# Do this
In the mailing-list message, which function does rpmh_end_transaction() call internally when the caches have become dirty?

+++ Document section

Sender: linux-arm-msm-owner@vger.kernel.org
Precedence: bulk
List-ID: <linux-arm-msm.vger.kernel.org>
X-Mailing-List: linux-arm-msm@vger.kernel.org

Hi,

On Mon, Mar 9, 2020 at 2:31 AM Maulik Shah <mkshah@codeaurora.org> wrote:
>
> Add changes to invoke rpmh flush() from within cache_lock when the data in
> cache is dirty.
>
> Introduce two new APIs for this. Clients can use rpmh_start_transaction()
> before any rpmh transaction once done invoke rpmh_end_transaction() which
> internally invokes rpmh_flush() if the caches has become dirty.
>
> Add support to control this with flush_dirty flag.

++++++
+++ Data section

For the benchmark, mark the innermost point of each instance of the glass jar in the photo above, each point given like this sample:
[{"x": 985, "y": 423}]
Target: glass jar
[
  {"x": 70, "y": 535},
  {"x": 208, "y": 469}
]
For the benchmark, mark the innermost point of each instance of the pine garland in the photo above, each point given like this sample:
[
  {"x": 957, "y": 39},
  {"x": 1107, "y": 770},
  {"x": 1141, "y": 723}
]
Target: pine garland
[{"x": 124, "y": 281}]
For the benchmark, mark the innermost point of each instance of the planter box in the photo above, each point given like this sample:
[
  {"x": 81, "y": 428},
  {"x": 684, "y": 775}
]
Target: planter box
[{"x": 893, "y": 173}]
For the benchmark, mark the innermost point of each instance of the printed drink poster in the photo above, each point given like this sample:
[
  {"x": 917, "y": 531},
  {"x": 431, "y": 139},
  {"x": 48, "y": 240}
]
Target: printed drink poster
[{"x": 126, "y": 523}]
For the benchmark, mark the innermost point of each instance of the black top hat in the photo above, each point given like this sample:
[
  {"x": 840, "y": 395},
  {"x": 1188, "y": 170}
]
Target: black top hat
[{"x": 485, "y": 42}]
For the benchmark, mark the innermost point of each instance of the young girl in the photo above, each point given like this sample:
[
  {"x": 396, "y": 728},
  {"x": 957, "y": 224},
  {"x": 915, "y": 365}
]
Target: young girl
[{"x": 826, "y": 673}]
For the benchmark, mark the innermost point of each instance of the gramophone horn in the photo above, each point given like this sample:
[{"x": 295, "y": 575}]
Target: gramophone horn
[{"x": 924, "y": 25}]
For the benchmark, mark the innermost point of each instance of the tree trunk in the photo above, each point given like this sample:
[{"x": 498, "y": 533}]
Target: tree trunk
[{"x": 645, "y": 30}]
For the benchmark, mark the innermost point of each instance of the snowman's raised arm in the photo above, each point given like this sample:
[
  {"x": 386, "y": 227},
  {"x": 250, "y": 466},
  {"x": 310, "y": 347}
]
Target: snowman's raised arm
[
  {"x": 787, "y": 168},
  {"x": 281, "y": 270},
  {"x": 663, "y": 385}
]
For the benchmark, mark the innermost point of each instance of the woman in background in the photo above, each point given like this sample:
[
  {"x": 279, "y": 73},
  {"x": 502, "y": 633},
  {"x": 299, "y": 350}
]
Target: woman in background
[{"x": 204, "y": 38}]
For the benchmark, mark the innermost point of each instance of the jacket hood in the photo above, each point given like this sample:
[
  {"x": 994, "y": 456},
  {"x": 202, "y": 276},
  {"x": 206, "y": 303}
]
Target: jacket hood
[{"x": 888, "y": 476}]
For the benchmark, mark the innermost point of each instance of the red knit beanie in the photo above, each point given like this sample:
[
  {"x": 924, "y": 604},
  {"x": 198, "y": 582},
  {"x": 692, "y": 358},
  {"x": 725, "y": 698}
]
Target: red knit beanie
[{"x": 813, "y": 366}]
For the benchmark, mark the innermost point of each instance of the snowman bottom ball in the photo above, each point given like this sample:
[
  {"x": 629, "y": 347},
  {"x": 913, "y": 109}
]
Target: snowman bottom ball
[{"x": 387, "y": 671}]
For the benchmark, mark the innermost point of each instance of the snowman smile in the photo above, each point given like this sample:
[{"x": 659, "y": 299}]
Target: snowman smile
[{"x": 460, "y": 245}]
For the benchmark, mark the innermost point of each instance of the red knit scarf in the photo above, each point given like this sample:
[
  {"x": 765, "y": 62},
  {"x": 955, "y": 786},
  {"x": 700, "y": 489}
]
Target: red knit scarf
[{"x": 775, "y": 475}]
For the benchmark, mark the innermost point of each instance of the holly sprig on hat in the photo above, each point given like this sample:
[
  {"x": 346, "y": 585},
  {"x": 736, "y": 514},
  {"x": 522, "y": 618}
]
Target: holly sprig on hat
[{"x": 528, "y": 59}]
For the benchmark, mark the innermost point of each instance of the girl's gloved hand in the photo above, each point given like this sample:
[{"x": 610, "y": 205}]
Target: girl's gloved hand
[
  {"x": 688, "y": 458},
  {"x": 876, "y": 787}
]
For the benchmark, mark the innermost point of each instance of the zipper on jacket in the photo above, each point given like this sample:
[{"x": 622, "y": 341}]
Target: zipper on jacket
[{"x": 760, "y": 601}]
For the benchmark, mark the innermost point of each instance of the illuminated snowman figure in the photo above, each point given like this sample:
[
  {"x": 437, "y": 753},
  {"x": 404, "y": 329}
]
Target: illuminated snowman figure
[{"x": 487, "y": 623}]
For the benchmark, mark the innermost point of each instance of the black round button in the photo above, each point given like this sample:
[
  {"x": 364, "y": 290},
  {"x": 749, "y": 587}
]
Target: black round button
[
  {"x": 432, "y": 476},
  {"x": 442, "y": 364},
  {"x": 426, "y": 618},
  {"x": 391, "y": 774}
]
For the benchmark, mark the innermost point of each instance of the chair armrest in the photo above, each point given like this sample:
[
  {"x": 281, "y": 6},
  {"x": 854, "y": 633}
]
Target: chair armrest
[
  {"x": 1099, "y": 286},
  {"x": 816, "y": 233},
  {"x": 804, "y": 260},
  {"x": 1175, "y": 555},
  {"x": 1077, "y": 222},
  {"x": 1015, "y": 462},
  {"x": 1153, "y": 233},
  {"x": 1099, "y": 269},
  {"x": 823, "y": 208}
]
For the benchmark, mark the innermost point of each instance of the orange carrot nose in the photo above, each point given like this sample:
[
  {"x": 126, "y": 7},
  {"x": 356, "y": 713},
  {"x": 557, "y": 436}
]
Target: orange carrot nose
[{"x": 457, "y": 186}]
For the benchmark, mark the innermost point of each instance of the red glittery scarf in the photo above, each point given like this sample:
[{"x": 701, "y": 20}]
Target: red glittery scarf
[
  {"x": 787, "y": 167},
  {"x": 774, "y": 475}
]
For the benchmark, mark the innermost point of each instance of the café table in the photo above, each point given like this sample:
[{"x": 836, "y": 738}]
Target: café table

++++++

# Exercise response
rpmh_flush()